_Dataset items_
::::::::

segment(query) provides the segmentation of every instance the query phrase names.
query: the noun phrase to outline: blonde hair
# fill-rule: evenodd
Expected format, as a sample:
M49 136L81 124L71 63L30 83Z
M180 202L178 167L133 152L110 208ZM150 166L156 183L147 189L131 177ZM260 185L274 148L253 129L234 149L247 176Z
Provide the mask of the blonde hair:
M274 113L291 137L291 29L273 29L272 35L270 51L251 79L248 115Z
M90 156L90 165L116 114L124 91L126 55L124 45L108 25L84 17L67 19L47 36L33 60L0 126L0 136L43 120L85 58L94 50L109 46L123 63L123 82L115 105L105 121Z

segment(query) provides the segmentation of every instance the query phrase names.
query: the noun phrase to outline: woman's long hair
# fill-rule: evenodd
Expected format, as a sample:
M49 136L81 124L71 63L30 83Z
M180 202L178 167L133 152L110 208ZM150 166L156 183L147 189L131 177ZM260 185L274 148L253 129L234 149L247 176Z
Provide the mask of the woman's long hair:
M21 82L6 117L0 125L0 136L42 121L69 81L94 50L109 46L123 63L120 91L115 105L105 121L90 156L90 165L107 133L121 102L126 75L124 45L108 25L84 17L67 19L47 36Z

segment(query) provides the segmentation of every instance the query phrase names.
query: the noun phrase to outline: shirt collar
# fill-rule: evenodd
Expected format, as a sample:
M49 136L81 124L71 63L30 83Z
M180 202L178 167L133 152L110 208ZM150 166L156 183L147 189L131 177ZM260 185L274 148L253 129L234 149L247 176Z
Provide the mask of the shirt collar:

::::::::

_Goal_
Copy the lines verbatim, starting at the beginning of the records and ending with the line that contains "M274 113L291 137L291", including both ends.

_Response to the task_
segment(query) provides the segmentation of every instance the query phrase names.
query: the noun phrase to outline: blonde hair
# fill-rule: evenodd
Expected format, as a sample:
M49 136L81 124L71 63L30 83Z
M180 202L178 167L133 152L110 208ZM150 166L156 183L147 189L131 177ZM260 185L274 148L253 129L234 149L247 176Z
Provide the mask of the blonde hair:
M274 113L291 137L291 29L273 29L272 35L270 51L251 79L248 115Z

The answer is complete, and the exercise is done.